__TASK PROMPT__. Report back every line of the entries that contains "then", exactly as written.

START EXTRACTED DATA

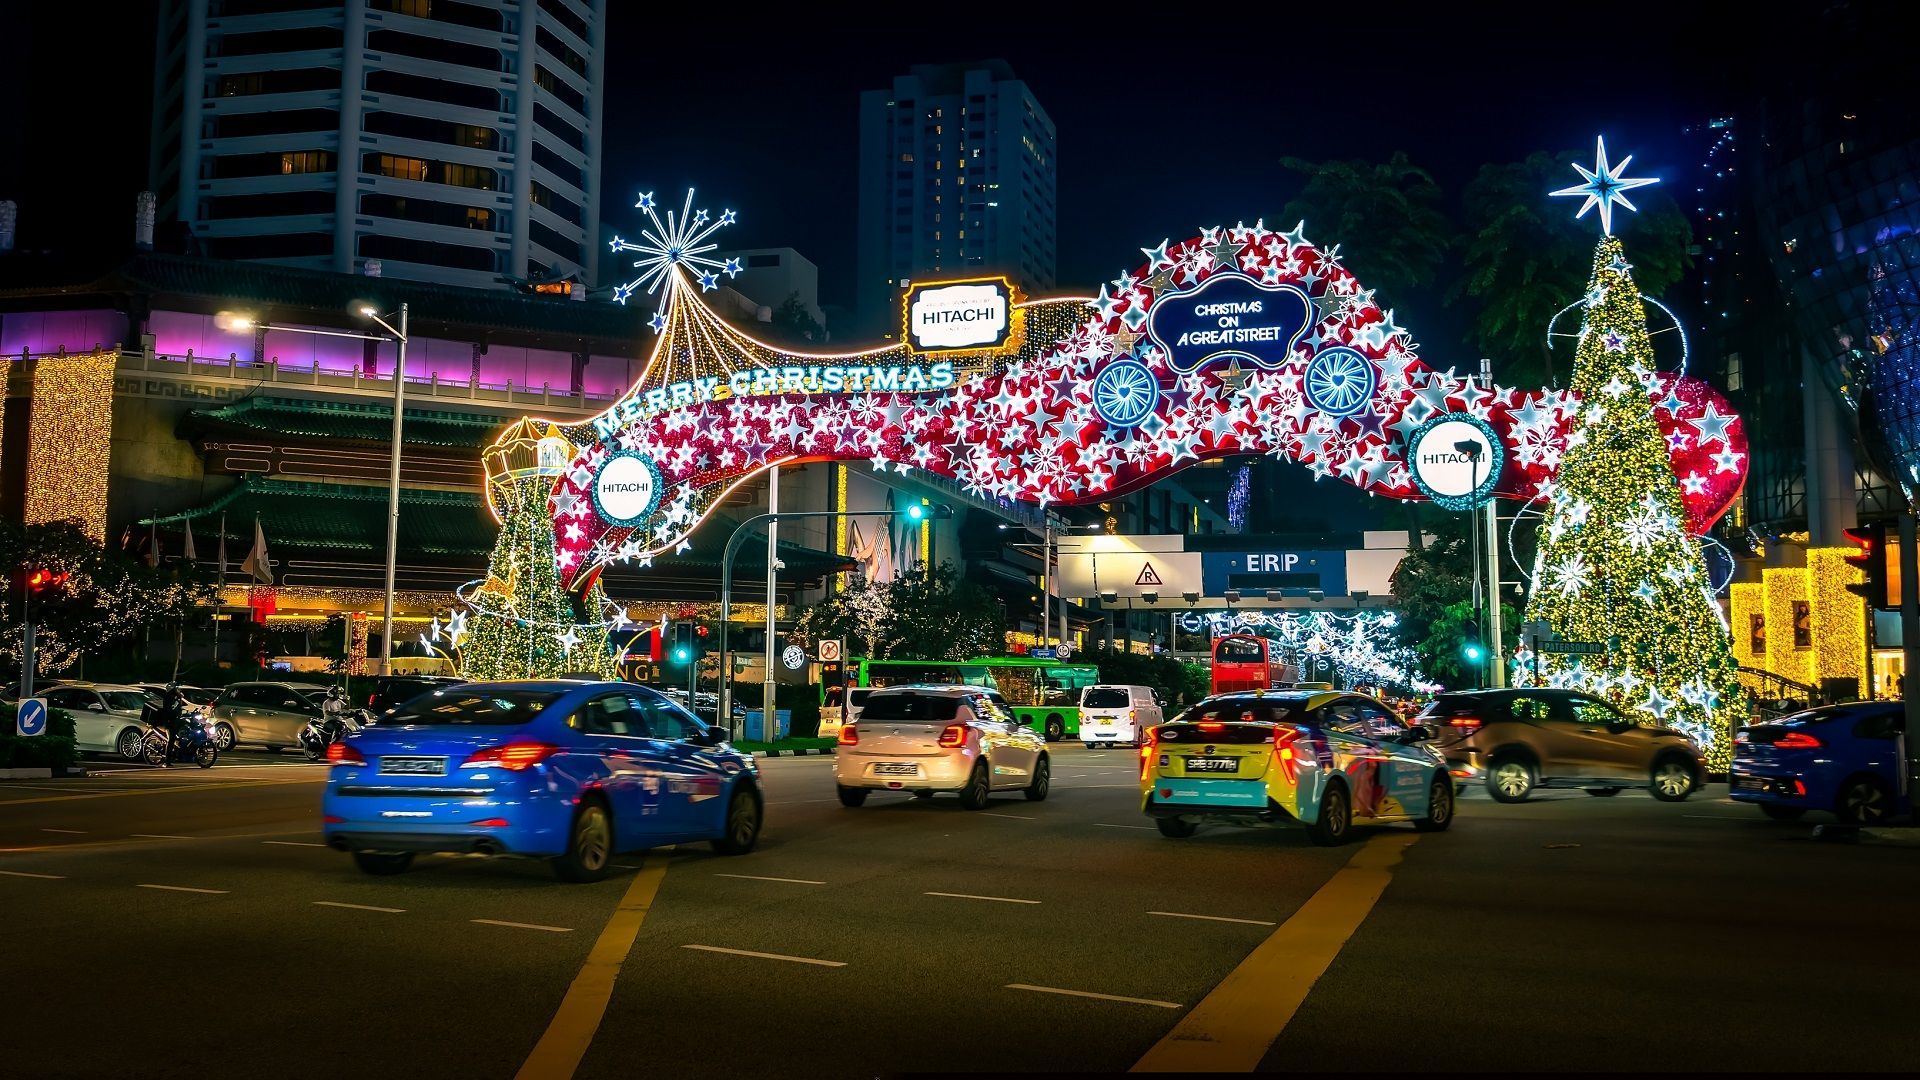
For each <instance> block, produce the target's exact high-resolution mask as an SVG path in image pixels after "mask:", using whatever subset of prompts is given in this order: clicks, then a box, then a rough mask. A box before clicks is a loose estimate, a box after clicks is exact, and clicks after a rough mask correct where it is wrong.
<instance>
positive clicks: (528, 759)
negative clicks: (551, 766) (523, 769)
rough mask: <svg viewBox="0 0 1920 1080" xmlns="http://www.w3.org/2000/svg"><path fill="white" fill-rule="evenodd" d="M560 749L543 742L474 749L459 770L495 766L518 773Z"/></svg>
mask: <svg viewBox="0 0 1920 1080" xmlns="http://www.w3.org/2000/svg"><path fill="white" fill-rule="evenodd" d="M559 749H561V748H557V746H547V744H543V742H509V744H505V746H490V748H486V749H476V751H474V753H472V757H468V759H467V761H461V769H472V767H474V765H495V767H499V769H505V771H509V773H518V771H520V769H532V767H534V765H540V763H541V761H545V759H549V757H553V755H555V753H559Z"/></svg>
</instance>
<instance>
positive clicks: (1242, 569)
mask: <svg viewBox="0 0 1920 1080" xmlns="http://www.w3.org/2000/svg"><path fill="white" fill-rule="evenodd" d="M1200 584H1202V588H1206V594H1208V596H1221V594H1223V592H1227V590H1229V588H1238V590H1242V592H1244V590H1252V592H1258V590H1263V588H1317V590H1321V592H1325V594H1327V596H1346V552H1206V553H1202V557H1200Z"/></svg>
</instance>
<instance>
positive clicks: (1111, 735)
mask: <svg viewBox="0 0 1920 1080" xmlns="http://www.w3.org/2000/svg"><path fill="white" fill-rule="evenodd" d="M1162 719H1164V717H1162V709H1160V698H1156V696H1154V688H1152V686H1121V684H1112V682H1108V684H1102V686H1089V688H1085V690H1081V744H1085V746H1087V749H1092V748H1096V746H1140V732H1146V730H1150V728H1154V726H1156V724H1158V723H1160V721H1162Z"/></svg>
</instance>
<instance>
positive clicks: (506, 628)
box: [445, 421, 618, 678]
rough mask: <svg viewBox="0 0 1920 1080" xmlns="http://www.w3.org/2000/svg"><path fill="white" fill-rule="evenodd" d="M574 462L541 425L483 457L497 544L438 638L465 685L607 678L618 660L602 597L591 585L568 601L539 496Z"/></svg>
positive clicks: (565, 589)
mask: <svg viewBox="0 0 1920 1080" xmlns="http://www.w3.org/2000/svg"><path fill="white" fill-rule="evenodd" d="M572 455H574V446H572V442H568V440H566V436H564V434H563V432H561V430H559V427H555V425H543V423H540V421H520V423H516V425H513V427H511V429H507V432H505V434H501V436H499V438H497V440H495V442H493V446H490V448H488V450H486V454H484V455H482V461H484V463H486V473H488V500H490V502H492V503H493V513H495V515H499V540H495V542H493V555H492V557H490V559H488V577H486V580H484V582H476V584H474V586H468V588H465V590H463V596H461V600H465V601H467V611H459V613H455V617H453V621H451V625H449V626H447V630H445V632H447V636H449V638H451V640H453V644H455V646H457V648H459V665H461V675H463V676H467V678H551V676H557V675H566V673H595V675H601V676H605V678H612V673H614V665H616V659H618V657H616V655H614V653H612V650H609V644H607V638H609V630H611V628H612V626H611V621H609V619H607V609H609V603H607V596H605V594H603V592H601V586H599V582H595V584H593V586H591V588H588V592H586V596H582V598H574V596H572V594H568V592H566V588H564V586H563V584H561V575H559V567H555V563H553V517H551V515H549V511H547V498H549V496H551V494H553V480H555V477H559V473H561V469H564V467H566V463H568V461H570V459H572Z"/></svg>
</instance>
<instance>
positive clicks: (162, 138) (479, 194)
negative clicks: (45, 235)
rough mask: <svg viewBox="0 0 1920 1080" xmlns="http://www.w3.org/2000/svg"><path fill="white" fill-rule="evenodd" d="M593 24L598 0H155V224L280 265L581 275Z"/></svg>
mask: <svg viewBox="0 0 1920 1080" xmlns="http://www.w3.org/2000/svg"><path fill="white" fill-rule="evenodd" d="M605 19H607V13H605V0H524V2H522V0H346V2H332V4H328V2H321V0H165V4H163V10H161V13H159V31H157V35H156V65H154V142H152V161H150V177H152V184H154V190H156V192H157V196H159V213H157V219H159V223H161V225H159V229H161V236H167V233H169V223H184V225H186V229H188V231H190V234H192V236H194V240H196V242H198V246H200V250H204V252H205V254H211V256H219V258H236V259H261V261H273V263H280V265H290V267H307V269H332V271H344V273H355V271H363V269H365V267H367V263H369V261H378V263H380V273H384V275H390V277H407V279H422V281H438V282H445V284H468V286H501V284H503V275H507V277H532V275H553V277H578V279H582V281H586V282H588V284H593V281H595V273H597V261H599V259H597V254H599V242H597V233H599V194H601V190H599V188H601V177H599V163H601V111H603V94H601V88H603V85H605V65H607V61H605ZM171 229H173V231H177V229H179V227H177V225H175V227H171Z"/></svg>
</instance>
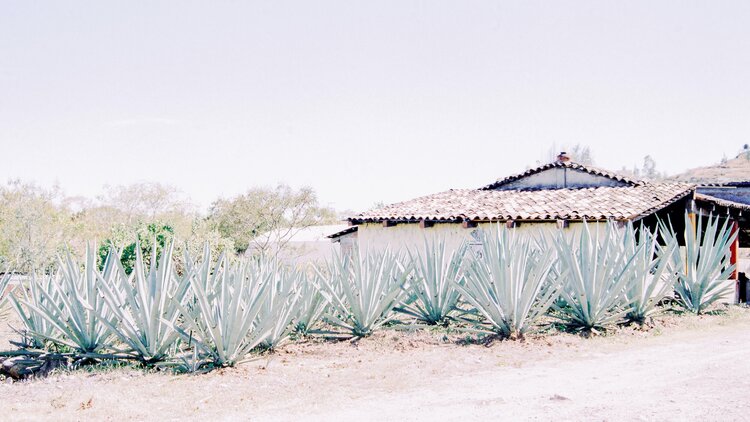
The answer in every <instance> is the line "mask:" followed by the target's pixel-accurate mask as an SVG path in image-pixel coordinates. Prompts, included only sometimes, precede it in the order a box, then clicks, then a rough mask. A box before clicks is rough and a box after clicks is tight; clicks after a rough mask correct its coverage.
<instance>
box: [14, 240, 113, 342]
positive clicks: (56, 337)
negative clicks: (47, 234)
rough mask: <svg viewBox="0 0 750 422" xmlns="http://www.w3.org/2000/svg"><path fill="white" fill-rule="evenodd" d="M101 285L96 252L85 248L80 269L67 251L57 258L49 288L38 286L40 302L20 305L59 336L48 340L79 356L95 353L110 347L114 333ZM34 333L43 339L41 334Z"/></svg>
mask: <svg viewBox="0 0 750 422" xmlns="http://www.w3.org/2000/svg"><path fill="white" fill-rule="evenodd" d="M102 282H104V281H103V280H102V277H100V275H99V274H97V269H96V253H95V249H92V248H90V247H89V246H87V247H86V261H85V264H84V266H83V268H81V266H80V265H79V264H78V263H77V262H76V261H75V260H74V259H73V257H72V256H71V255H70V253H69V252H68V253H67V255H66V258H65V259H64V260H63V259H62V258H58V270H57V276H56V277H54V278H53V279H51V283H50V285H49V286H44V285H37V287H39V293H40V296H41V298H43V300H42V301H39V302H37V303H32V302H27V301H24V302H23V304H24V306H26V307H27V308H29V309H32V310H33V311H35V312H37V313H39V315H41V316H42V318H44V319H45V320H47V322H48V323H49V324H50V325H52V326H53V327H54V328H55V329H56V330H57V331H58V332H59V334H61V335H60V336H53V337H50V338H49V340H51V341H53V342H57V343H61V344H65V345H67V346H69V347H71V348H73V349H75V350H78V351H79V352H82V353H94V352H97V351H99V350H100V349H103V348H109V347H111V346H112V345H111V344H110V343H109V340H110V338H111V337H112V335H113V334H112V330H111V329H110V328H109V327H110V326H111V325H113V324H114V323H115V321H114V319H113V317H112V312H111V308H109V306H108V305H107V303H106V301H105V300H104V299H103V298H102V297H101V295H100V289H99V287H100V283H102ZM102 319H106V320H108V321H109V324H105V323H103V322H102ZM33 334H35V335H38V336H40V337H45V335H44V334H43V333H40V332H33Z"/></svg>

END EXTRACTED DATA

__EXERCISE ANSWER__.
For each <instance> block, produce the target's exact high-resolution mask as an SVG path in image pixels after "mask:", using whatever subset of prompts is given in this order: clicks, then a box, then a rough mask. A box before clicks is a loose estimate, a box after clicks is exact, and clicks after a rough mask correct where it is wrong.
The answer in every <instance> is the line "mask:" followed by the target's pixel-accurate mask as an SVG path in image-pixel coordinates. Prompts, included only sometimes, precede it in the order a box, then clicks, then a rough mask. A box before clicks is rough and a box after clicks is tight; clicks after a rough mask correct its coverage.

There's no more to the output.